Retype all of the entries below verbatim, omitting the pictures.

[Point annotation data]
* * * * *

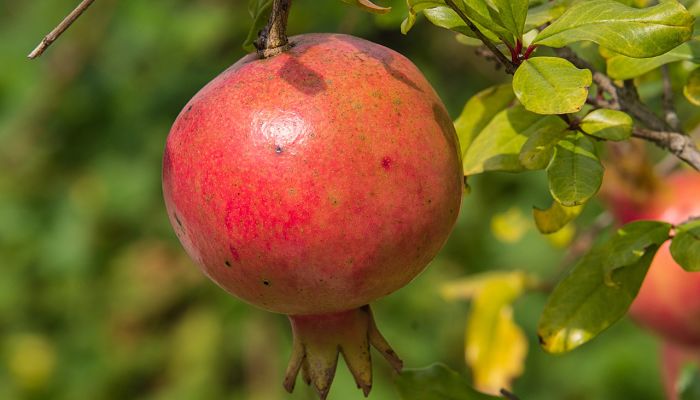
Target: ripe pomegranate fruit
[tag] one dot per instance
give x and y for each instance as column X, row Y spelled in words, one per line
column 312, row 183
column 668, row 302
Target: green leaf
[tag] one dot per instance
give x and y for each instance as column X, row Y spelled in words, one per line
column 436, row 382
column 555, row 217
column 630, row 243
column 551, row 85
column 445, row 17
column 538, row 150
column 368, row 6
column 575, row 173
column 582, row 305
column 608, row 124
column 623, row 67
column 688, row 385
column 495, row 345
column 480, row 110
column 691, row 90
column 414, row 7
column 513, row 14
column 498, row 146
column 626, row 30
column 545, row 13
column 260, row 12
column 685, row 246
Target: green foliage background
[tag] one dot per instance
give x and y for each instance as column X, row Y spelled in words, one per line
column 97, row 298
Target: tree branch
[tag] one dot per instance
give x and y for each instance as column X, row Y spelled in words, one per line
column 273, row 39
column 626, row 98
column 508, row 64
column 58, row 30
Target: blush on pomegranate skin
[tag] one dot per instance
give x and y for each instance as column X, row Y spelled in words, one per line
column 312, row 183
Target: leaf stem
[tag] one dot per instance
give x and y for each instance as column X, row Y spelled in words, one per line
column 273, row 40
column 508, row 64
column 58, row 30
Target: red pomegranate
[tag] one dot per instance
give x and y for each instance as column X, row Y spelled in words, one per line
column 669, row 301
column 312, row 183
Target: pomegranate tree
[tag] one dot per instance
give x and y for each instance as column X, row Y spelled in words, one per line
column 312, row 181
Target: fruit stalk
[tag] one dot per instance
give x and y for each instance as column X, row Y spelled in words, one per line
column 273, row 40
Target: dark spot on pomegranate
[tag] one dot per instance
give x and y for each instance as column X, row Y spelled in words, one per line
column 234, row 253
column 177, row 219
column 386, row 162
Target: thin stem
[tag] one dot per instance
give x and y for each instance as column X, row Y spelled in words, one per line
column 58, row 30
column 669, row 107
column 626, row 98
column 273, row 39
column 509, row 66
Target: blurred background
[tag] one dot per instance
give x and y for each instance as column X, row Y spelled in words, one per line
column 99, row 301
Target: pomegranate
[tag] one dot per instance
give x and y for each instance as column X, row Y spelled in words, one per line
column 668, row 302
column 311, row 183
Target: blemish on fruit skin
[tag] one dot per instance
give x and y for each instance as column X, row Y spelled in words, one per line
column 386, row 162
column 234, row 253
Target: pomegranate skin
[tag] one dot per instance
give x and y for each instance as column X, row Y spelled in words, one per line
column 668, row 302
column 314, row 181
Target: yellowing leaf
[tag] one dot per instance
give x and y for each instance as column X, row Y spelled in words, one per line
column 495, row 347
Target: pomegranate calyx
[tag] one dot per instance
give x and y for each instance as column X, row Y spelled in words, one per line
column 318, row 339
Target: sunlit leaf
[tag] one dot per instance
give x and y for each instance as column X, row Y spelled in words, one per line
column 480, row 110
column 513, row 14
column 495, row 345
column 691, row 90
column 626, row 30
column 555, row 217
column 685, row 246
column 551, row 85
column 497, row 147
column 368, row 6
column 630, row 243
column 575, row 173
column 608, row 124
column 538, row 150
column 436, row 382
column 582, row 305
column 624, row 67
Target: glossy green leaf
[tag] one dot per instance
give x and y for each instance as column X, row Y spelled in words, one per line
column 545, row 13
column 608, row 124
column 630, row 243
column 685, row 246
column 480, row 110
column 582, row 305
column 691, row 90
column 513, row 14
column 626, row 30
column 367, row 5
column 445, row 17
column 575, row 173
column 498, row 146
column 436, row 382
column 414, row 7
column 551, row 85
column 538, row 150
column 260, row 11
column 624, row 67
column 555, row 217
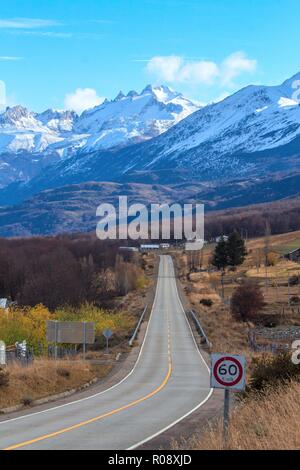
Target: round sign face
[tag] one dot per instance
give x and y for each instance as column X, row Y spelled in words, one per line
column 107, row 333
column 228, row 371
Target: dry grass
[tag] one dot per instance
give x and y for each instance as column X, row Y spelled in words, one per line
column 44, row 378
column 260, row 423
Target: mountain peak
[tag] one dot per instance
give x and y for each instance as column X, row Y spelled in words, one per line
column 119, row 96
column 132, row 94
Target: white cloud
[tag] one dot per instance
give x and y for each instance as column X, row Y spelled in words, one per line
column 2, row 95
column 10, row 58
column 236, row 64
column 176, row 69
column 81, row 99
column 221, row 97
column 26, row 23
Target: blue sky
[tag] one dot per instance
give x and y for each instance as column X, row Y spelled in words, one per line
column 62, row 53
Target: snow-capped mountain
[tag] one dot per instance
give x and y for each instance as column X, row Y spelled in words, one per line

* * * * *

▸ **RESPONSE TO THE TASK**
Target: ripe pomegranate fruit
[tag] one dot per instance
give x and y for each instance as column X, row Y spelled in words, one per line
column 312, row 183
column 668, row 302
Target: green leaf
[tag] one dot per instance
give x and y for each instance as column X, row Y spelled in words, one per line
column 436, row 382
column 555, row 217
column 630, row 243
column 551, row 85
column 445, row 17
column 538, row 150
column 368, row 6
column 575, row 173
column 582, row 305
column 608, row 124
column 623, row 67
column 688, row 385
column 495, row 345
column 480, row 110
column 691, row 90
column 414, row 7
column 513, row 14
column 498, row 146
column 626, row 30
column 545, row 13
column 260, row 12
column 685, row 246
Target: green foliage background
[tag] one dot per instance
give x and y for each instance as column X, row Y spelled in words, one per line
column 97, row 298
Target: tree branch
[tag] one dot per instance
give x and y for each instance as column X, row Y spelled in words, one per line
column 273, row 39
column 626, row 98
column 508, row 64
column 58, row 30
Target: blush on pomegranate skin
[tag] one dot per instance
give x and y for each instance as column X, row Y spelled in words, one per line
column 312, row 183
Target: leaf stem
[tag] one dot per instance
give x and y for each instance as column X, row Y spelled in words, one per line
column 273, row 40
column 508, row 64
column 58, row 30
Target: red pomegranate
[tag] one dot per instance
give x and y for each instance as column X, row Y spelled in words, one per line
column 669, row 301
column 312, row 183
Target: pomegranate tree
[tag] one dot per instance
give x and y for each instance as column X, row Y spelled in words, one per line
column 312, row 181
Target: fruit stalk
[tag] one dot per instance
give x and y for each instance as column X, row Y spelled in words, one per line
column 273, row 40
Target: dark spot on pomegranate
[tag] one dot per instance
give x and y for each instance as column X, row Y spelled in words, one per line
column 234, row 253
column 177, row 219
column 386, row 162
Target: thin stem
[tag] one dot per instance
give x and y for each instance as column X, row Y spelled in words, one per line
column 58, row 30
column 669, row 107
column 626, row 98
column 273, row 39
column 509, row 66
Target: blurred background
[tag] one dot per instance
give x and y for each instance as column X, row Y spelled in words, one per line
column 99, row 301
Target: pomegranate
[tag] one dot per instance
give x and y for each instance as column X, row Y spelled in words, one per line
column 668, row 302
column 311, row 183
Target: blemish on fruit skin
[tag] one dot per instance
give x and y for each instance as column X, row Y spelled in words, one per line
column 386, row 162
column 234, row 253
Target: pomegranate skin
[tag] one dot per instance
give x and y for each instance as column X, row Y spelled in words, one per line
column 668, row 302
column 314, row 181
Target: yellowing leaf
[tag] one dot per instance
give x and y for each instance as column X, row Y spelled in words, one per line
column 495, row 347
Target: pomegranate calyx
[tag] one dot per instance
give x and y for each instance as column X, row Y spelled in words, one per line
column 318, row 339
Target: sunlit leaf
[tag] one dot per instance
give x and y for each instance as column X, row Y spelled in words, one per line
column 480, row 110
column 513, row 14
column 495, row 345
column 691, row 90
column 626, row 30
column 555, row 217
column 685, row 246
column 551, row 85
column 497, row 147
column 368, row 6
column 630, row 243
column 575, row 173
column 608, row 124
column 538, row 150
column 436, row 382
column 582, row 305
column 624, row 67
Target: glossy green leaf
[tag] one dot per instance
give x and y for each instance as column X, row Y spelled in words, one per line
column 545, row 13
column 608, row 124
column 630, row 243
column 685, row 246
column 480, row 110
column 582, row 305
column 691, row 90
column 513, row 14
column 626, row 30
column 367, row 5
column 445, row 17
column 575, row 173
column 498, row 146
column 436, row 382
column 414, row 7
column 551, row 85
column 538, row 150
column 260, row 11
column 624, row 67
column 555, row 217
Target: round sign face
[tag] one dot per instance
give x and y for each instance as column X, row Y spelled in words, one per line
column 107, row 333
column 228, row 371
Target: dry grass
[tag] one dot per instance
give x and y for each instance as column X, row Y spelled in words, one per line
column 44, row 378
column 260, row 423
Target: mountain peak
[tag] one dot per instance
give x and y for each instance as column X, row Y spelled in words, one per line
column 119, row 96
column 132, row 94
Target: white cloud
[tag] one dot per instance
give x and y for each instance as column X, row Y spelled in words, one per line
column 2, row 95
column 10, row 58
column 236, row 64
column 176, row 69
column 81, row 99
column 221, row 97
column 26, row 23
Target: blue sky
[tag] one dot per instance
give x and y for each instance as column X, row Y spelled in words, one per line
column 62, row 53
Target: snow-capped mountain
[tag] one dot per instance
give x and y for each instance as column X, row Y spelled in words, one per line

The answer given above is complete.